Information supplied:
/---
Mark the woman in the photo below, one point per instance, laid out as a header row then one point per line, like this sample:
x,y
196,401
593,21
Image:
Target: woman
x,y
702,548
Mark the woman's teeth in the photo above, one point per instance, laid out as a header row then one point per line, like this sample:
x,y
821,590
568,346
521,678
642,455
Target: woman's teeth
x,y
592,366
\---
/---
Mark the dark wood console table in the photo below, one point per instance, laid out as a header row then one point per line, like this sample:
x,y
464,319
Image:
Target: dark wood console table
\---
/---
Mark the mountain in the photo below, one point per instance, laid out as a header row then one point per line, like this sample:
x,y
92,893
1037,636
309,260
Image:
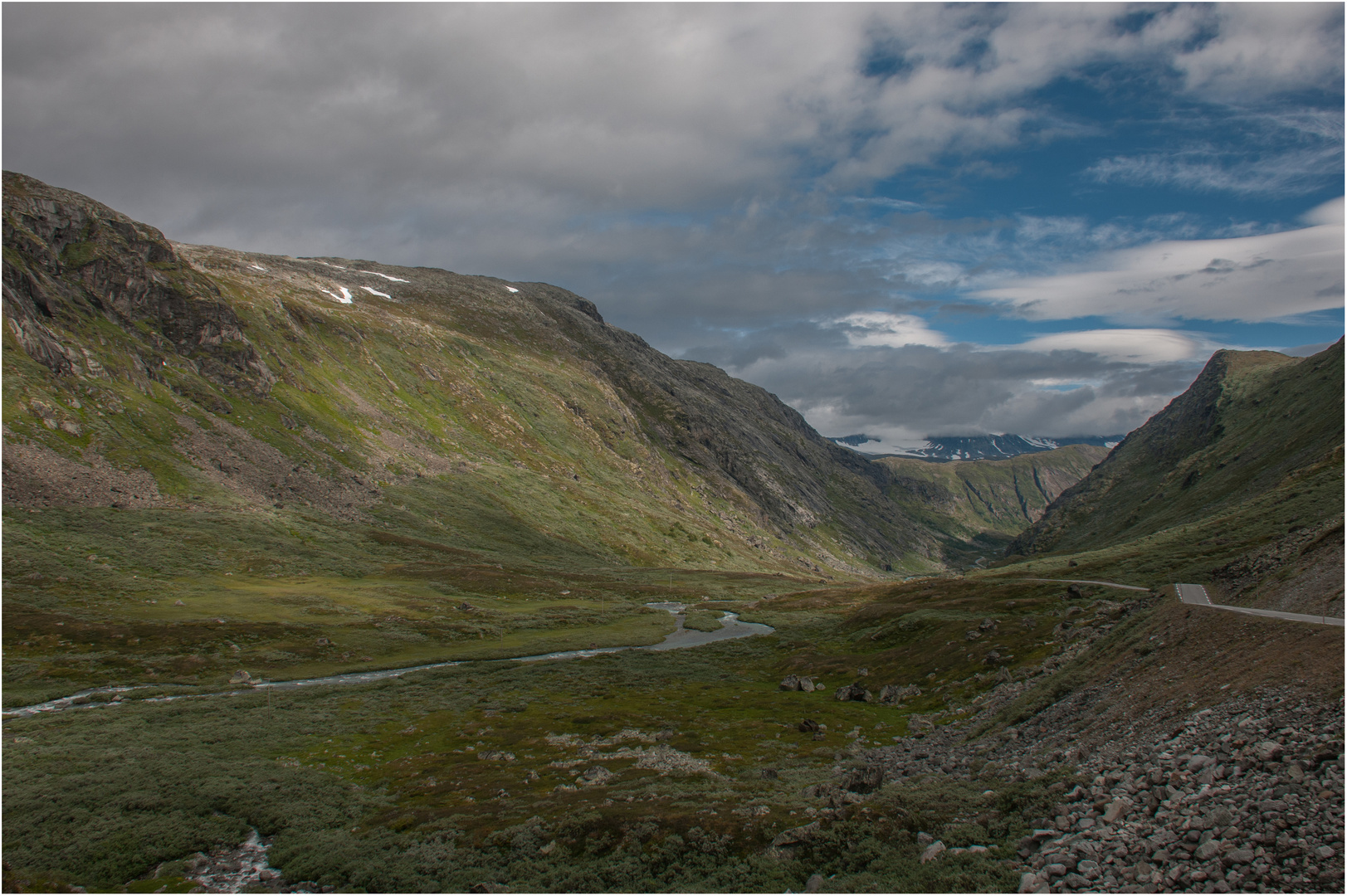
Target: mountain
\---
Gather every line in the records above that contains the string "Target", treating uppercase and lowercase as different.

Target: woman
Target: woman's teeth
Target: dark wood console table
Target: mountain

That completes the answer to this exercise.